Reading text »
--- START ---
Chancellor George Osborne has announced an extra £195 million for science including a planned new centre to commercialise research into graphene.
Speaking at the Conservative party conference in Manchester on 3 October, Osborne revealed that £50m has been earmarked to provide capital funding for a graphene research hub, rumoured to be located in Manchester. Manchester university is home to the two Russia-born physicists Andre Geim and Konstantin Novoselov who scooped the 2010 Nobel prize for their work with graphene.
The centre will specialise in work aimed at creating a “home grown hi-tech industry” around the material, according to a statement from the Department for Business, Innovation and Skills. The government is expecting a host of new applications from the work, including flexible touchscreens, pollution sensors and biomedical sensors.
Osborne met the scientists on the day of his speech and told his party that they have been inundated with offers to move abroad, including from China and Russia. He said that they want to stay in the UK and this investment will secure that future. He described the centre as a “national programme to take this discovery from the British laboratory to the British factory floor”.
--- END ---
What to do »
1 > List the new applications the government expects from the work, according to the graphene funding article.
2 > Reproduce the graphene funding article word for word from "Speaking at the" to "and biomedical sensors.".

Data extracts »
--- START ---
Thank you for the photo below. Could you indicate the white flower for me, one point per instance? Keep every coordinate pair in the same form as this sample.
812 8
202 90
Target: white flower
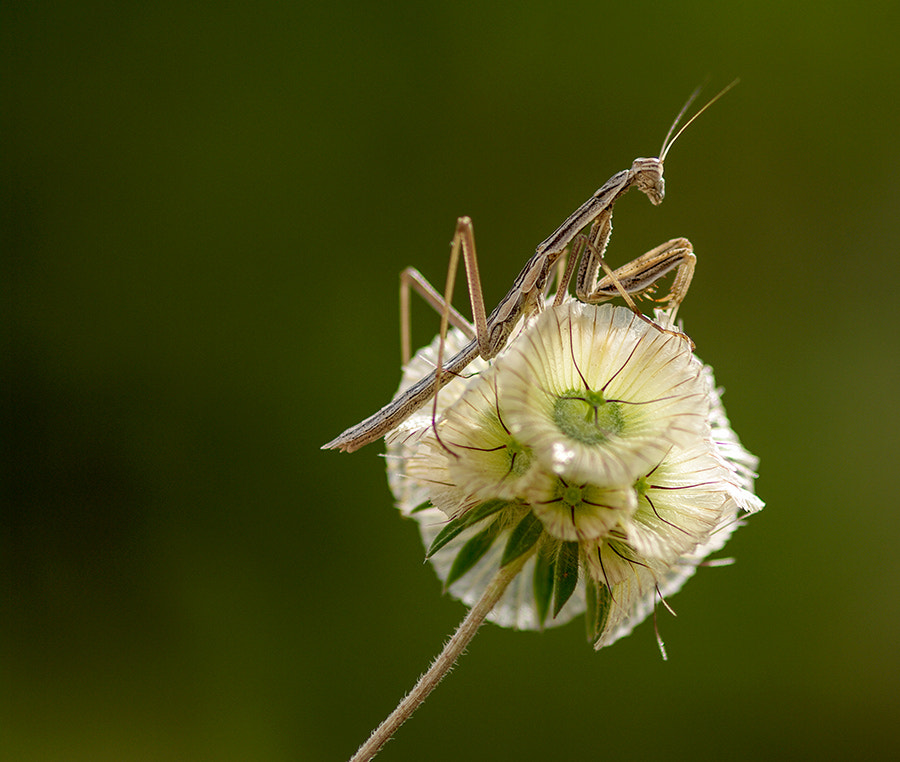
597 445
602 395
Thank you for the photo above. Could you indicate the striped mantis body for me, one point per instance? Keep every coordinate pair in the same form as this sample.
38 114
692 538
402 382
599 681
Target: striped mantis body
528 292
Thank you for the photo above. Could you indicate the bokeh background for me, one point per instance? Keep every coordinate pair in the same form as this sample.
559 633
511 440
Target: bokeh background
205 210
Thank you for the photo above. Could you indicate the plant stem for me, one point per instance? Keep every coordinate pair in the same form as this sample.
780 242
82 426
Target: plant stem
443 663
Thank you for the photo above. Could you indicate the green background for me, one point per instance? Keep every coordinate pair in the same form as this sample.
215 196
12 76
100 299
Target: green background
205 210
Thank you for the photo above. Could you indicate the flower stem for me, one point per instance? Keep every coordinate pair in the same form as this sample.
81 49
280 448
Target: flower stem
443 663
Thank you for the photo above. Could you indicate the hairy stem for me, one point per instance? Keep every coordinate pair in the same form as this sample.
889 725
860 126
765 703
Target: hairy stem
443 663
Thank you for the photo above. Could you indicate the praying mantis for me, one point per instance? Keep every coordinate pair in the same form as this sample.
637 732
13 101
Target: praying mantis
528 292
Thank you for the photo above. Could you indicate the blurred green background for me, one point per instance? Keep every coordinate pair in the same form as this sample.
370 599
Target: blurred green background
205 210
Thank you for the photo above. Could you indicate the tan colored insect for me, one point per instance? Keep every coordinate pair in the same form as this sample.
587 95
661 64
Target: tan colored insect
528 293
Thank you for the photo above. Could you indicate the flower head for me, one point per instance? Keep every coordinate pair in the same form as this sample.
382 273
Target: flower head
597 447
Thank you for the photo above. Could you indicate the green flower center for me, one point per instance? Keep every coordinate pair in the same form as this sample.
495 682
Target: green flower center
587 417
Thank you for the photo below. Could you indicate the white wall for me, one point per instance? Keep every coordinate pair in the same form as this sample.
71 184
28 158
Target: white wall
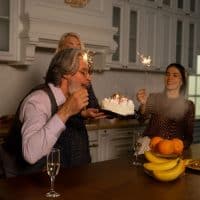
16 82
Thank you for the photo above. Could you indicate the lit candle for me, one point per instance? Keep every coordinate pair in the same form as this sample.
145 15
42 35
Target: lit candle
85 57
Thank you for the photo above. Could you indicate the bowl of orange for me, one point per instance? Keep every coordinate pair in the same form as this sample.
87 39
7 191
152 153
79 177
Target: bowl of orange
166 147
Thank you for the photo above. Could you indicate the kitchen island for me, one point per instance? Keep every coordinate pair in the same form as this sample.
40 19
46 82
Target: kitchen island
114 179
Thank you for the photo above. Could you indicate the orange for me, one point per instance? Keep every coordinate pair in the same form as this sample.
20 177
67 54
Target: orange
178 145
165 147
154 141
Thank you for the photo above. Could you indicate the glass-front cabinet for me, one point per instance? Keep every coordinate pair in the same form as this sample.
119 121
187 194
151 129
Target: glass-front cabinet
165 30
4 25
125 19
--- END ---
--- START ---
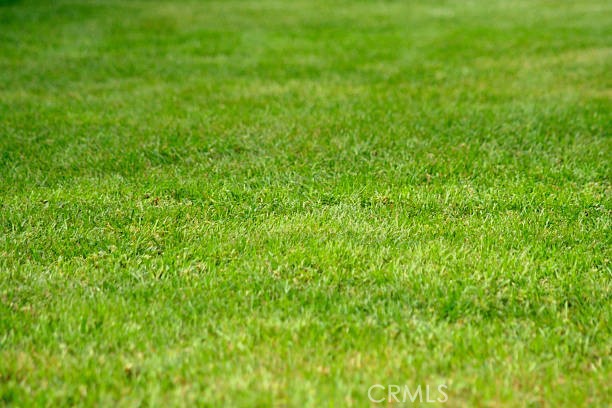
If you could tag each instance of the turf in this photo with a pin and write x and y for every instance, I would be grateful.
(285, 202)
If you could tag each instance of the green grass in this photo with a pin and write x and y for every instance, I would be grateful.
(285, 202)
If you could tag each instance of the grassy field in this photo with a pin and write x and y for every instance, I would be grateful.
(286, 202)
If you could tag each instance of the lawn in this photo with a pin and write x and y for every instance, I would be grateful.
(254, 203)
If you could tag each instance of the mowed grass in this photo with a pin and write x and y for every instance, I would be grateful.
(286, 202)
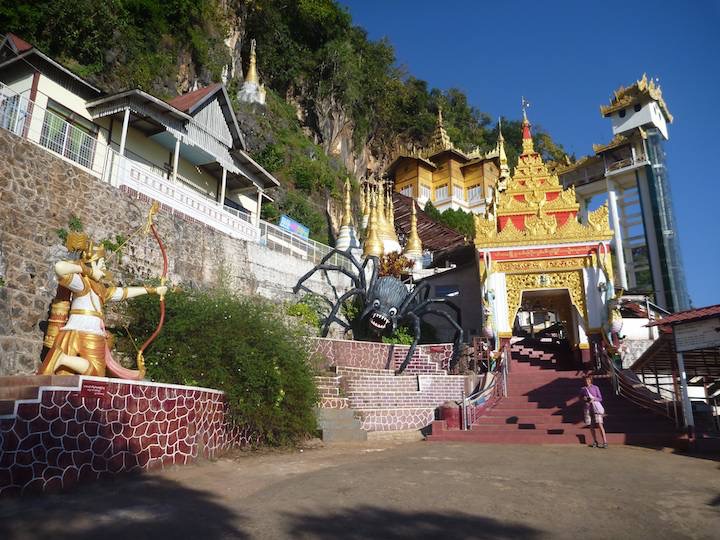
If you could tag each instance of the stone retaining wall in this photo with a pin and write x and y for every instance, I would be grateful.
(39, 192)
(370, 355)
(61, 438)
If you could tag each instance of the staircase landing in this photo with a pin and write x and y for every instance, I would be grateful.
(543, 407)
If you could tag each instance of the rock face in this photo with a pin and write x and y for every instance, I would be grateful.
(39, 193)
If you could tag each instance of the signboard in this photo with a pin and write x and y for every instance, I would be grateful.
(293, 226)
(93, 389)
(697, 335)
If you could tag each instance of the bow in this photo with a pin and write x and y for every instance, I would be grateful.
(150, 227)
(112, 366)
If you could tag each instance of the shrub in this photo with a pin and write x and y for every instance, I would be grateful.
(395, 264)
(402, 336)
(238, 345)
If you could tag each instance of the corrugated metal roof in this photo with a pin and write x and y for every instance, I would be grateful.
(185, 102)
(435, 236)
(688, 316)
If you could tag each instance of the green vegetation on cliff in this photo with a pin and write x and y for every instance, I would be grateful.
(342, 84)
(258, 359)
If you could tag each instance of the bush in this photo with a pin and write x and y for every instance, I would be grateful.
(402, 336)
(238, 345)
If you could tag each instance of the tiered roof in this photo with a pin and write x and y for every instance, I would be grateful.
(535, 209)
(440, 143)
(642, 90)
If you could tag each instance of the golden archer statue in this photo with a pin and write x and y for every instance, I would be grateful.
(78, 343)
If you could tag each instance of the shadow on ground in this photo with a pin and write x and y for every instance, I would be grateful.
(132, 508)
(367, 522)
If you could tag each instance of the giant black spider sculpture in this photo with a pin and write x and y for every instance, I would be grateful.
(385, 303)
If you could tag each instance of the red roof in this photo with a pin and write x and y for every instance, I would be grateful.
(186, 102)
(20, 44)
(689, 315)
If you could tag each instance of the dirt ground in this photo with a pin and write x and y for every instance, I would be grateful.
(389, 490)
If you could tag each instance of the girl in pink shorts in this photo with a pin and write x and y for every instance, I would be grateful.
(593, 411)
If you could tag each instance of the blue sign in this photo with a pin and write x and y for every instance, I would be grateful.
--- END ---
Written answers »
1 > flexible touchscreens, pollution sensors, biomedical sensors

2 >
Speaking at the Conservative party conference in Manchester on 3 October, Osborne revealed that £50m has been earmarked to provide capital funding for a graphene research hub, rumoured to be located in Manchester. Manchester university is home to the two Russia-born physicists Andre Geim and Konstantin Novoselov who scooped the 2010 Nobel prize for their work with graphene.
The centre will specialise in work aimed at creating a “home grown hi-tech industry” around the material, according to a statement from the Department for Business, Innovation and Skills. The government is expecting a host of new applications from the work, including flexible touchscreens, pollution sensors and biomedical sensors.